» **掲載文**:
○ ○ ○ ○ ○ ○ ○

今日は切らない痔核治療のALTA硬化療法の内痔核治療法研究会でした。全国の痔核の専門家に混じり当院の痔核硬化療法の適応、手技、こだわりを発表して来ました😊当院のイメージカラー緑の勝負ネクタイで💪


ALTA治療は切らないで痔が治せる画期的な治療で痔の治療にパラダイムシフトを起こしました。しかし万能な治療ではなく外痔核には適応が無く(ALTA併用療法になります)、また一定の合併症の報告もあります。痔の形態(静脈瘤型か粘膜脱型か?、周囲組織の強さなど)や患者さんの希望や生活歴など総合的に判断となります。


当院は静脈瘤型、周囲組織のしっかりした痔核をALTAの絶対適応とし相対的適応として臨機応変に患者さんと相談してます。


全国の先生方と久しぶりにリモートではなく直接お会いでき嬉しく、モチベーションがかなりUPしました😊


患者さんのリクエストをしっかり確認し患者さん目線で満足して頂けるように痔核治療を追求して行きたいと思います。頑張ります!

○ ○ ○ ○ ○ ○ ○

» **作業指示**:
掲載文の「ALTA治療は切らないで痔が」から「たいと思います。頑張ります!」までの部分全体を、「リモート」を「オンライン」に置き換える形で編集してください。 データセット項目は掲載文とは関係がありません。

データセット項目
○ ○ ○ ○ ○ ○ ○

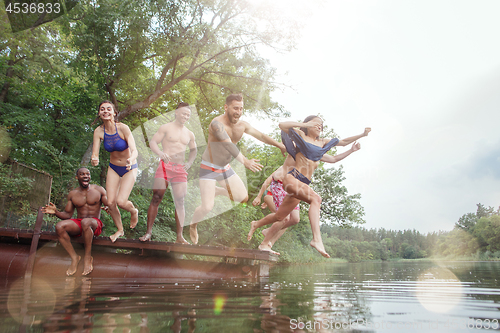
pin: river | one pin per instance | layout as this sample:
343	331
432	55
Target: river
413	296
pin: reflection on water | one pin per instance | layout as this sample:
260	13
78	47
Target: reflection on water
369	297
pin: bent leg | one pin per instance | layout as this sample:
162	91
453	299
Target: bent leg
126	184
179	191
236	188
293	219
207	192
307	194
286	208
89	225
158	193
112	185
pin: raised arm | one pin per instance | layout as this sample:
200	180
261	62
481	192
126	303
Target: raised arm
334	159
250	130
346	141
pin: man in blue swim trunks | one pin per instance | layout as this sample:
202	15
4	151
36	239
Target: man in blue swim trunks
223	134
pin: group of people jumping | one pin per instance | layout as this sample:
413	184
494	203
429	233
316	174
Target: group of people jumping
288	185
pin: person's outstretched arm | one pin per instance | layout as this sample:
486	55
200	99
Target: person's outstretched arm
346	141
334	159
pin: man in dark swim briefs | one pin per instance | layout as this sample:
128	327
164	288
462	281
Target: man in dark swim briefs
223	134
174	138
87	199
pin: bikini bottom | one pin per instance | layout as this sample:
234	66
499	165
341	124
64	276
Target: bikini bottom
294	172
121	170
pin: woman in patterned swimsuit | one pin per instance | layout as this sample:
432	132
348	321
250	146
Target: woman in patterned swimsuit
307	148
122	170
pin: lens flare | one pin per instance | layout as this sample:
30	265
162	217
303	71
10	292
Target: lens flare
219	302
439	290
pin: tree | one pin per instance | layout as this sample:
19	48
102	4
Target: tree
337	205
210	46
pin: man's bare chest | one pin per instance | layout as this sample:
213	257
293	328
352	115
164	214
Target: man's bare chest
89	198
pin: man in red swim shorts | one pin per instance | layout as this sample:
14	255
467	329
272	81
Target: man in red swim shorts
174	138
87	199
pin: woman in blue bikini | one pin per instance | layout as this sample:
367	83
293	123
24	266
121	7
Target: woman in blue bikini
306	148
122	171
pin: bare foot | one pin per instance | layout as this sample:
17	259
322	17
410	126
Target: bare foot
181	240
88	266
193	233
145	238
320	247
268	249
115	236
134	218
73	267
264	232
253	227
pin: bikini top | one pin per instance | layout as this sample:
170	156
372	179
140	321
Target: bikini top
294	144
113	142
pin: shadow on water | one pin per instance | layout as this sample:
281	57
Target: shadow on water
373	297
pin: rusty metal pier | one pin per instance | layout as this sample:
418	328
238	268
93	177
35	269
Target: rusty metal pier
35	252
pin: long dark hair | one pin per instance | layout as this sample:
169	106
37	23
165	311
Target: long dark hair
308	118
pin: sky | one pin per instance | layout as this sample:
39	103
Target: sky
425	76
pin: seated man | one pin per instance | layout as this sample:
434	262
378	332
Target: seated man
87	199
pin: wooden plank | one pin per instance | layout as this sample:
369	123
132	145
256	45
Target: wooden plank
130	244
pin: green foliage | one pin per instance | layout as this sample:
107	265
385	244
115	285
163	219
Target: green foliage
337	205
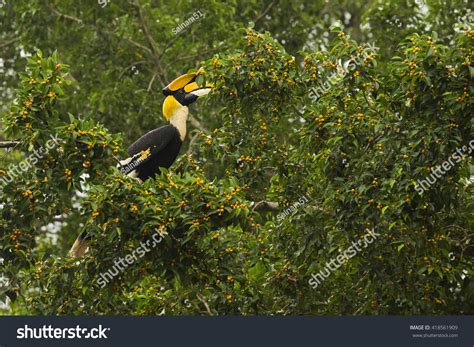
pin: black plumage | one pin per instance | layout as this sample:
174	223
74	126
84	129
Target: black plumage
154	150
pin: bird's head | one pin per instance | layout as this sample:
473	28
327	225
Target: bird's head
182	92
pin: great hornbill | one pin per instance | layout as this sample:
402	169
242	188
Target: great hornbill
160	147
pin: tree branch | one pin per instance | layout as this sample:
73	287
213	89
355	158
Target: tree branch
269	7
8	144
7	43
265	206
151	42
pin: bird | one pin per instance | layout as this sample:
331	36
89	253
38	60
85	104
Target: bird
160	147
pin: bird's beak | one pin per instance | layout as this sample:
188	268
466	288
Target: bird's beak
181	82
170	105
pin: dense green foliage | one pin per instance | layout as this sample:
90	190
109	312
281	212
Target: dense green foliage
401	105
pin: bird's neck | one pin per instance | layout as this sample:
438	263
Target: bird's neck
178	120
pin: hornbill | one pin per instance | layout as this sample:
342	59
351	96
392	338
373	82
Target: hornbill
160	147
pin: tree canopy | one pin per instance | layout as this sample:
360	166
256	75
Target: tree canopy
323	119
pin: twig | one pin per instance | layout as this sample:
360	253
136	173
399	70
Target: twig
66	16
8	144
7	43
151	42
197	124
151	82
269	7
266	206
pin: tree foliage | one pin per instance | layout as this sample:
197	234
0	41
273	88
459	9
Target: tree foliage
400	106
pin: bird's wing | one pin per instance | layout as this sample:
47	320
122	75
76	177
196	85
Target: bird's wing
146	146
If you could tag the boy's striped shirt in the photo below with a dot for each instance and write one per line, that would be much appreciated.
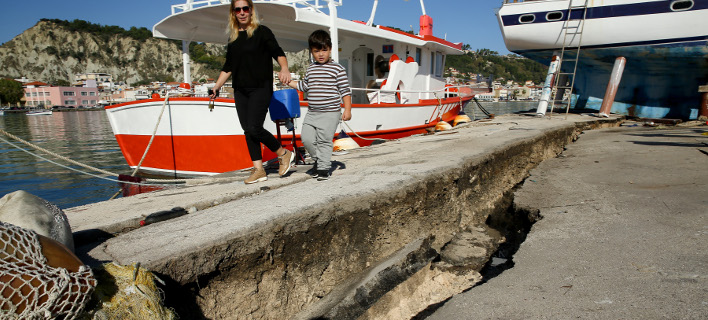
(326, 85)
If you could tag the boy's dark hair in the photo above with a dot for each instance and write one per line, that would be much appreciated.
(319, 39)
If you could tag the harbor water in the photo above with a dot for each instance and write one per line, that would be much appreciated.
(86, 137)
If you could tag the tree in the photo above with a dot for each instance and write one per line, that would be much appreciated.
(11, 91)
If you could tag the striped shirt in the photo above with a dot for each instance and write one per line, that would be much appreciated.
(326, 85)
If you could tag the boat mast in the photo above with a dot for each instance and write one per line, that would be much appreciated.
(186, 62)
(373, 13)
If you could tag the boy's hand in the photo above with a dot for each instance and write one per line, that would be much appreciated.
(346, 115)
(284, 76)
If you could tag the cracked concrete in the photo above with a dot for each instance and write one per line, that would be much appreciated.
(624, 233)
(273, 249)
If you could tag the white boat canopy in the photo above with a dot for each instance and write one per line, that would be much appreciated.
(290, 20)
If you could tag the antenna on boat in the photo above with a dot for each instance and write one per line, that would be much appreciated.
(373, 13)
(334, 28)
(426, 22)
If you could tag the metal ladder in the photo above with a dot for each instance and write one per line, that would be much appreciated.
(564, 81)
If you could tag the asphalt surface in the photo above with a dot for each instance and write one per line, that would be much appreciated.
(624, 233)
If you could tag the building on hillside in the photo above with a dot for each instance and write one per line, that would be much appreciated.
(40, 94)
(102, 79)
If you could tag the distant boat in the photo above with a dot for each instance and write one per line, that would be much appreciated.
(665, 44)
(39, 112)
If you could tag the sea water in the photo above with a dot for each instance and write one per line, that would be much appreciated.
(83, 136)
(86, 137)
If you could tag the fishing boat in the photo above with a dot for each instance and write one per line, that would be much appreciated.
(664, 45)
(39, 112)
(396, 77)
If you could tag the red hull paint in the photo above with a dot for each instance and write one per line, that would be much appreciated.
(194, 155)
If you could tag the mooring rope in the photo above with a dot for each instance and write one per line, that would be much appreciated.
(72, 161)
(150, 182)
(154, 133)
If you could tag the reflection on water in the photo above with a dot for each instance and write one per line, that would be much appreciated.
(84, 136)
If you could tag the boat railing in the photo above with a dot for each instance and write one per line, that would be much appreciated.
(517, 1)
(378, 96)
(195, 4)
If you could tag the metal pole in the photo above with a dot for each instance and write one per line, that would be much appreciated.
(333, 30)
(546, 91)
(612, 86)
(703, 111)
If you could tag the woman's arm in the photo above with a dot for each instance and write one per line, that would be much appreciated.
(284, 74)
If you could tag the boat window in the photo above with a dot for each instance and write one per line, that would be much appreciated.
(432, 63)
(527, 18)
(439, 63)
(681, 5)
(554, 16)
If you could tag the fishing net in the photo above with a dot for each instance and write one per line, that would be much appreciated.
(129, 292)
(30, 288)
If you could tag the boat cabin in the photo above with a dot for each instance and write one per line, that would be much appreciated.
(384, 65)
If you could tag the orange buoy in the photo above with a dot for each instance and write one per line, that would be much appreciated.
(442, 126)
(461, 118)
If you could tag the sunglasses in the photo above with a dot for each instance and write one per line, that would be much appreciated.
(245, 9)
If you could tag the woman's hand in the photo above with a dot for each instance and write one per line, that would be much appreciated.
(213, 94)
(284, 76)
(347, 115)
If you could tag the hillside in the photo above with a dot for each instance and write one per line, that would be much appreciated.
(55, 50)
(509, 67)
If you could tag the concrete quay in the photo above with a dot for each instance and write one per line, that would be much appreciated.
(377, 236)
(624, 233)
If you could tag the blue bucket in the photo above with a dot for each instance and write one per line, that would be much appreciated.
(285, 104)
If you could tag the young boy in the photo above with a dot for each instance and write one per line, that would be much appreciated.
(328, 87)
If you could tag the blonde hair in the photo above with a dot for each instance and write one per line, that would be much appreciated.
(233, 21)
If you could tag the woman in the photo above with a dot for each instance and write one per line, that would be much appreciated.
(248, 59)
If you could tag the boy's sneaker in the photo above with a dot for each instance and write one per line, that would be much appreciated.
(286, 161)
(313, 171)
(256, 176)
(322, 175)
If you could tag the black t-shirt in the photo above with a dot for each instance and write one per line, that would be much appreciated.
(249, 59)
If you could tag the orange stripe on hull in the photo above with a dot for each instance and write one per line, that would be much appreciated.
(187, 153)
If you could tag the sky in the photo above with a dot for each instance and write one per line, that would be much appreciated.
(471, 22)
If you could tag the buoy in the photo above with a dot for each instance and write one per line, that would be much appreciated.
(461, 118)
(344, 142)
(442, 126)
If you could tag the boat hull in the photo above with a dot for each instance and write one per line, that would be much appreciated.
(191, 140)
(666, 52)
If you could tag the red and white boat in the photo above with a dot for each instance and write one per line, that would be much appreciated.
(187, 138)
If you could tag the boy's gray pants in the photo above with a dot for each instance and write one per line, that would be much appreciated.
(317, 134)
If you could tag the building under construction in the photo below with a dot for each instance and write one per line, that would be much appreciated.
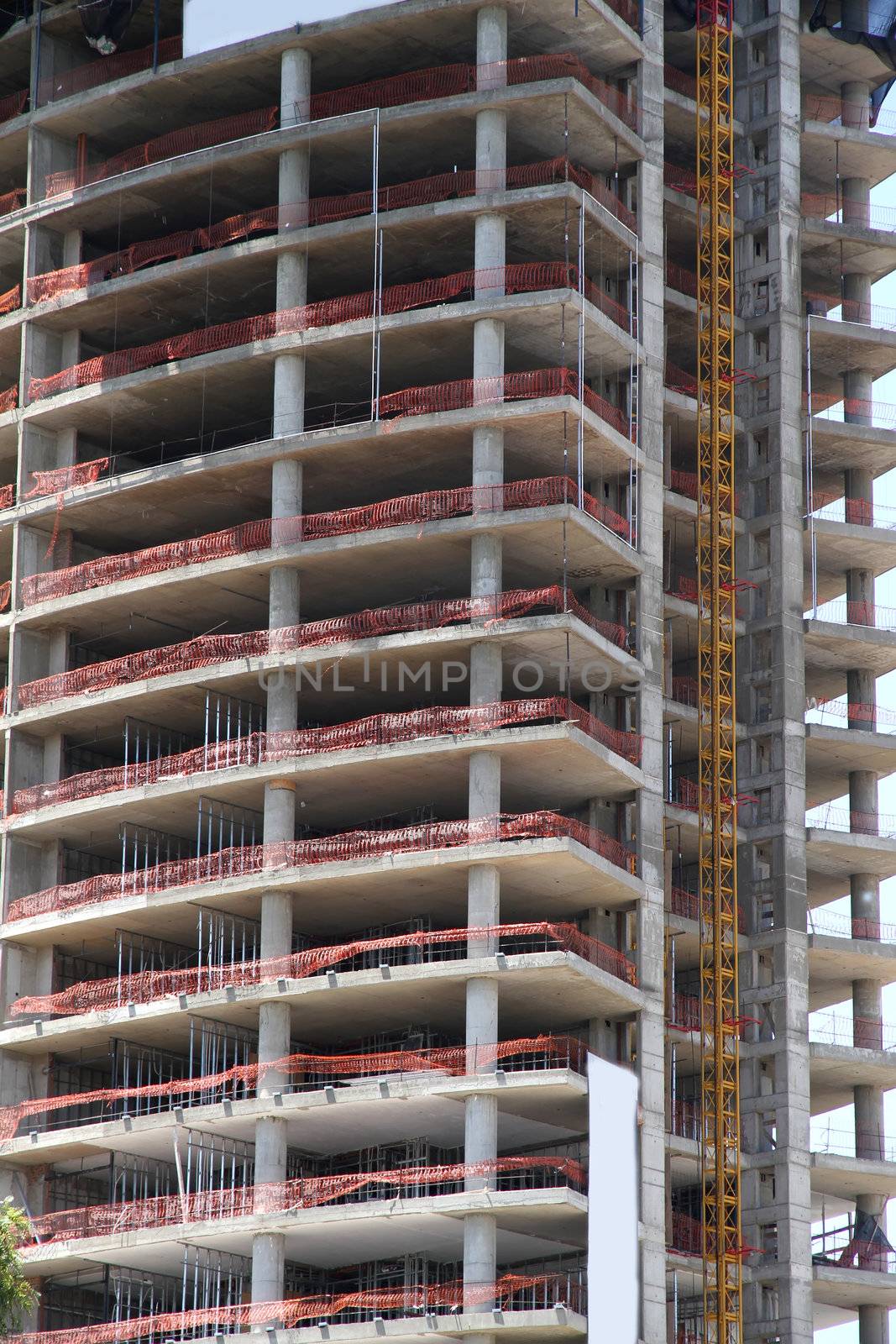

○ ○ ○ ○ ○ ○ ○

» **回答**:
ALTA治療は切らないで痔が治せる画期的な治療で痔の治療にパラダイムシフトを起こしました。しかし万能な治療ではなく外痔核には適応が無く(ALTA併用療法になります)、また一定の合併症の報告もあります。痔の形態(静脈瘤型か粘膜脱型か?、周囲組織の強さなど)や患者さんの希望や生活歴など総合的に判断となります。


当院は静脈瘤型、周囲組織のしっかりした痔核をALTAの絶対適応とし相対的適応として臨機応変に患者さんと相談してます。


全国の先生方と久しぶりにオンラインではなく直接お会いでき嬉しく、モチベーションがかなりUPしました😊


患者さんのリクエストをしっかり確認し患者さん目線で満足して頂けるように痔核治療を追求して行きたいと思います。頑張ります!